# Given exercise
Please copy all the lines that follow, word for word.

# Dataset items

--- BEGIN ---

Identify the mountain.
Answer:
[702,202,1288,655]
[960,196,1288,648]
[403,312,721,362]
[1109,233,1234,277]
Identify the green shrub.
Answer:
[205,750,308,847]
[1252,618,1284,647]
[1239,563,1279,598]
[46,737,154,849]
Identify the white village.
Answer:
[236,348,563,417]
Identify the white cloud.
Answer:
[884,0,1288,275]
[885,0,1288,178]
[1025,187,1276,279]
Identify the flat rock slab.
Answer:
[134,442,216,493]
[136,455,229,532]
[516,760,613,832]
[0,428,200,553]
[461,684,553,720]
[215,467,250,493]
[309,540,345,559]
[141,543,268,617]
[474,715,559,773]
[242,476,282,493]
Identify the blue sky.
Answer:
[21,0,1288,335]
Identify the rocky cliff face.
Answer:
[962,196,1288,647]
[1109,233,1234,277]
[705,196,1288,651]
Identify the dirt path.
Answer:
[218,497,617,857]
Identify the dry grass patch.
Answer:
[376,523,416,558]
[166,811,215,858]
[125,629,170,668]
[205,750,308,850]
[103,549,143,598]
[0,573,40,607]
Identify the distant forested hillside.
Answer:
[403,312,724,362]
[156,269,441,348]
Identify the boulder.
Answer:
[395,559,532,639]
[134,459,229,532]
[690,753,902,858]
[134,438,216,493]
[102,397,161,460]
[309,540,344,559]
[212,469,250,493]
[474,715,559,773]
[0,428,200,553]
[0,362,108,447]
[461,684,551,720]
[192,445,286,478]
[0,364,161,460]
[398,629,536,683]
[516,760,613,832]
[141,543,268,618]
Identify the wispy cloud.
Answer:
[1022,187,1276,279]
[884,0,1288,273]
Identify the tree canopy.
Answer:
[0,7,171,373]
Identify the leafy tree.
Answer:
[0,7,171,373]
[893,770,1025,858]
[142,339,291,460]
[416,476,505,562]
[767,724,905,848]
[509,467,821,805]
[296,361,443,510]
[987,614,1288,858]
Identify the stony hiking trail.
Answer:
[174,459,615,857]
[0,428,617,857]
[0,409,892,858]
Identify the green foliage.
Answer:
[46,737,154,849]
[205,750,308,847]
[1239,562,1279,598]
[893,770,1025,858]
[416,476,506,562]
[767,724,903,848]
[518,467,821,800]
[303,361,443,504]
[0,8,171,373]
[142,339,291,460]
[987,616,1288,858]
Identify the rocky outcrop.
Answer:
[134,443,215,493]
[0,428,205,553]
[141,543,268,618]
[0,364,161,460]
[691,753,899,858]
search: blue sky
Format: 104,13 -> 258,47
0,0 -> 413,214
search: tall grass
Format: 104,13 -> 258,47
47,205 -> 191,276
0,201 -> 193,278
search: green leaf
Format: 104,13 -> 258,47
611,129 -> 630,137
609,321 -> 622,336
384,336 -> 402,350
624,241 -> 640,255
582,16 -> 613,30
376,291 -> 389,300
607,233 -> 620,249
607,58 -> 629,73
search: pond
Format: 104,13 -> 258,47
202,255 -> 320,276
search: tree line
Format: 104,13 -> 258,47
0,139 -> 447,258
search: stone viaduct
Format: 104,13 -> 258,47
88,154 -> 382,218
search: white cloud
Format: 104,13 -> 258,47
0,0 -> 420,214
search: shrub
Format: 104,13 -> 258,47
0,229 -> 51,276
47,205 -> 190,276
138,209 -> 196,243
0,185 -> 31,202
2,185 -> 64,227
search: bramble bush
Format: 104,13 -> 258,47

--- END ---

# Written solution
Identify the mountain.
Answer:
[702,202,1288,655]
[960,196,1288,648]
[403,312,721,362]
[1109,233,1234,277]
Identify the green shrub.
Answer:
[205,750,308,847]
[1252,618,1284,647]
[1239,563,1279,598]
[46,737,154,849]
Identify the white village.
Answer:
[236,348,563,417]
Identify the white cloud.
Answer:
[884,0,1288,275]
[885,0,1288,178]
[1025,187,1276,279]
Identify the flat rock slab.
Answer:
[134,442,216,493]
[136,455,229,532]
[516,760,613,832]
[0,428,200,553]
[461,684,553,720]
[215,467,250,493]
[309,540,345,559]
[141,543,268,617]
[474,715,559,773]
[242,476,282,493]
Identify the blue sky.
Answer:
[21,0,1288,335]
Identify the rocky cliff face.
Answer:
[962,196,1288,647]
[1109,233,1234,277]
[705,196,1288,651]
Identify the dirt path.
Answer:
[218,497,617,857]
Identify the dry grass patch.
Answer:
[376,523,416,558]
[166,811,215,858]
[125,629,170,668]
[205,750,308,850]
[103,549,143,598]
[0,573,40,607]
Identify the distant forested hillside.
Answer:
[403,312,724,362]
[156,269,441,348]
Identify the boulder.
Answer:
[395,559,532,639]
[134,459,229,532]
[690,753,902,858]
[134,438,216,493]
[102,397,161,460]
[309,540,344,559]
[212,469,250,493]
[474,715,559,773]
[0,428,200,553]
[0,362,108,447]
[461,684,551,720]
[192,445,286,478]
[0,364,161,460]
[398,629,536,683]
[516,760,613,832]
[141,543,268,618]
Identify the wispy cloud.
Answer:
[1022,187,1276,279]
[884,0,1288,273]
Identify the tree canopy.
Answer:
[0,7,171,373]
Identify the leafy tree.
Answer:
[0,7,171,373]
[893,770,1025,858]
[142,339,291,460]
[416,476,505,562]
[767,724,905,848]
[509,467,821,805]
[296,361,443,510]
[987,614,1288,858]
Identify the stony hiking trail.
Answer:
[174,459,615,857]
[0,428,617,857]
[0,409,892,858]
Identify the green foliage.
Answer:
[46,737,154,849]
[205,750,308,847]
[1239,562,1279,598]
[893,770,1025,858]
[416,476,506,562]
[767,724,903,848]
[518,467,821,800]
[303,361,443,504]
[0,8,171,373]
[142,339,291,460]
[987,616,1288,858]
Identify the rocky outcrop.
Answer:
[134,443,215,493]
[0,428,205,553]
[141,543,268,618]
[0,364,161,460]
[691,753,899,858]
search: blue sky
Format: 104,13 -> 258,47
0,0 -> 413,214
search: tall grass
Format: 104,13 -> 258,47
47,205 -> 191,276
0,201 -> 193,278
search: green leaf
Format: 104,13 -> 258,47
611,129 -> 630,137
609,321 -> 622,336
384,336 -> 402,350
624,241 -> 640,255
582,16 -> 613,30
376,291 -> 389,300
607,233 -> 620,249
607,58 -> 629,73
search: pond
Format: 104,13 -> 258,47
202,255 -> 320,276
search: tree line
Format: 104,13 -> 258,47
0,139 -> 447,258
search: stone viaduct
Format: 104,13 -> 258,47
88,154 -> 382,218
search: white cloud
Format: 104,13 -> 258,47
0,0 -> 420,214
search: shrub
Format: 104,13 -> 258,47
0,229 -> 51,276
47,205 -> 190,276
138,209 -> 196,243
0,185 -> 31,202
2,185 -> 64,227
search: bramble bush
Format: 104,13 -> 258,47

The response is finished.